Source data:
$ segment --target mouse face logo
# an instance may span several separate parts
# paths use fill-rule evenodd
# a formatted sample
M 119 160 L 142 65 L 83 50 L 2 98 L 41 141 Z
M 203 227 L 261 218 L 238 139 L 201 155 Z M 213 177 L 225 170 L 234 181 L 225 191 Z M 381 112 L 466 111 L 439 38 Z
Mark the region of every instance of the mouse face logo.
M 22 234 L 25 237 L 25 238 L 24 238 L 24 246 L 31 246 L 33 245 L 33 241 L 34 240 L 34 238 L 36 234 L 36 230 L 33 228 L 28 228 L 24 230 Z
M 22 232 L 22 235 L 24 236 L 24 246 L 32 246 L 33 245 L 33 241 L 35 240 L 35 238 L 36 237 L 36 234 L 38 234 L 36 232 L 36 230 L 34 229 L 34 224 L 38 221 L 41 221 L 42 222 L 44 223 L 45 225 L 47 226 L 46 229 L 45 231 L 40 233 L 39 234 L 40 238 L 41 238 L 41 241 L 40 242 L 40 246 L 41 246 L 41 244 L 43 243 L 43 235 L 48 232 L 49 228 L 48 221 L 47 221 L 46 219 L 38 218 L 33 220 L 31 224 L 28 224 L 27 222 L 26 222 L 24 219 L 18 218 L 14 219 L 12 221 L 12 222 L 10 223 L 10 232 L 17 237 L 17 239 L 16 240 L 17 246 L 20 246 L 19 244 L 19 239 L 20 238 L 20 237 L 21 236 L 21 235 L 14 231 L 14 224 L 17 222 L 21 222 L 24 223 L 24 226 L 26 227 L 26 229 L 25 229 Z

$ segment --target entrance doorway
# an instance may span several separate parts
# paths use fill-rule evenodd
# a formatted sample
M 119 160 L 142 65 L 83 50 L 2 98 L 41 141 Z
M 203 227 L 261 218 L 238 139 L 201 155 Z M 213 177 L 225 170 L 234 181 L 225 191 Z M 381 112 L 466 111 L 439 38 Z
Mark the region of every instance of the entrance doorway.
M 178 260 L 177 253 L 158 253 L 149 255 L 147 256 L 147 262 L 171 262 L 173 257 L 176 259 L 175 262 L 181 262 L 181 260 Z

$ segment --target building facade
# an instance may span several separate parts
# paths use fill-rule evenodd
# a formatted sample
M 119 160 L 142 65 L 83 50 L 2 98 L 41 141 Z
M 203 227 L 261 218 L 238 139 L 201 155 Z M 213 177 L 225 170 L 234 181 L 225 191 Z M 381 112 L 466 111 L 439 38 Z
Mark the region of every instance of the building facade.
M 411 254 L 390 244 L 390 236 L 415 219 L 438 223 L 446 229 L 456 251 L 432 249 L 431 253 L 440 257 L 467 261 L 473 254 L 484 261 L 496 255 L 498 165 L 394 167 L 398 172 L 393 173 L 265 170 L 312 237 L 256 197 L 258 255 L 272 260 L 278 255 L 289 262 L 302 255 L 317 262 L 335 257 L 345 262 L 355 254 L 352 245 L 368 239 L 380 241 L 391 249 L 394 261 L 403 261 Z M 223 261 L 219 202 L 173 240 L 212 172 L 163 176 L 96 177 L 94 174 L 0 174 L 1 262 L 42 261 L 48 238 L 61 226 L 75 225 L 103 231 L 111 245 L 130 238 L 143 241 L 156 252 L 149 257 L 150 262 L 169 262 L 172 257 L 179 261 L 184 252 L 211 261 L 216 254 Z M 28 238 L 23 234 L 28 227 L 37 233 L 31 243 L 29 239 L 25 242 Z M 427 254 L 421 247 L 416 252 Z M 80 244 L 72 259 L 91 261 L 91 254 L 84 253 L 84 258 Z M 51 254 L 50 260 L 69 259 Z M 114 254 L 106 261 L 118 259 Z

EXERCISE BRIEF — Rename "entrance doorway" to "front door" in the part of the data that opens with the line containing "--target entrance doorway" and closes with the line containing "M 178 260 L". Return only those lines, with nothing else changed.

THE RESULT —
$ segment --target front door
# an instance may span several separate parts
# paths use fill-rule evenodd
# a formatted sample
M 119 160 L 142 65 L 83 50 L 2 98 L 41 141 Z
M 203 227 L 261 218 L 238 139 L 201 155 Z M 213 177 L 225 170 L 234 181 L 225 191 Z M 381 112 L 466 111 L 439 38 Z
Mark the region of every instance of the front door.
M 178 260 L 177 253 L 158 253 L 149 255 L 147 256 L 147 262 L 171 262 L 173 257 L 176 259 L 175 262 L 181 262 L 181 260 Z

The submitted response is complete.